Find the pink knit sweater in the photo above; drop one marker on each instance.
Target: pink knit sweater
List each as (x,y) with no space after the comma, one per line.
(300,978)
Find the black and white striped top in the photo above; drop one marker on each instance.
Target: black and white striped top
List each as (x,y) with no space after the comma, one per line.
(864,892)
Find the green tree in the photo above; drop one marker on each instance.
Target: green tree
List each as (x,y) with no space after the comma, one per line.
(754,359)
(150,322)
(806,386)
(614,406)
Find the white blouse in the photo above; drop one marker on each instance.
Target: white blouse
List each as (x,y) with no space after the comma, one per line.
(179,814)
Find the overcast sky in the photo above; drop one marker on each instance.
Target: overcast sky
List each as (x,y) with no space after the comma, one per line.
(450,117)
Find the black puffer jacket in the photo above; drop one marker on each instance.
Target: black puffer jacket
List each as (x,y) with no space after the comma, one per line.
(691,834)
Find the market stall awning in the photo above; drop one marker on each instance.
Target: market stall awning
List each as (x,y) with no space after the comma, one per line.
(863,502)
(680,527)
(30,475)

▶ [What to produce] Copy all of the data above word for word.

▶ [Written solution]
Find the pink knit sweater in the photo above; drop one marker on each instance.
Target: pink knit sweater
List each as (x,y) with no space after the comma, one per line.
(300,978)
Find the black and white striped top in the photo above; drop one marker on each instance.
Target: black and white striped top
List each as (x,y) with no space after the comma, one per line.
(864,892)
Find the green tree in the photo above; drop one marker on each instance.
Target: green tree
List each as (x,y) with no space after the comma, one per line.
(754,359)
(150,322)
(806,386)
(614,406)
Find the white blouse in the photo above; drop one marker on each instance.
Target: white blouse
List each as (x,y) with no space after the comma, one per line.
(179,814)
Find the overcast sky in the photo above; drop one marker on each instance.
Target: overcast sky
List each as (x,y) with no space after the comma, one per line.
(450,117)
Find the black puffer jacket in the photo above; drop one marker on each instance.
Target: black puffer jacket
List each as (x,y) with no space after the comma, one per line.
(691,834)
Find the market stall awning in the photo above; drop one marker on each instance.
Target: market stall awning
List each as (x,y) with no space after the comma, one per line.
(863,502)
(680,527)
(30,475)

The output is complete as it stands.